__What to produce__: Reproduce the following lines verbatim.

--- --- ---

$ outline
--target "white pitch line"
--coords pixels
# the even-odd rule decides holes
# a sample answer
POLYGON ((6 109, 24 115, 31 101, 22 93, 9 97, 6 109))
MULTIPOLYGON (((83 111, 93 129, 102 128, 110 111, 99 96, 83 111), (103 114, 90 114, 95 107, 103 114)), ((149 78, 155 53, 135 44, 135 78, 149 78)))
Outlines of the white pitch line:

--- --- ---

__Solution to this task__:
$ outline
--target "white pitch line"
--coords pixels
# the even-odd rule decides holes
# a sample answer
POLYGON ((6 109, 24 115, 31 101, 22 93, 9 97, 6 109))
MULTIPOLYGON (((83 111, 93 129, 102 128, 110 111, 99 96, 83 111), (103 114, 90 114, 95 107, 103 114)), ((149 78, 155 53, 135 44, 135 78, 149 78)))
Outlines of the white pitch line:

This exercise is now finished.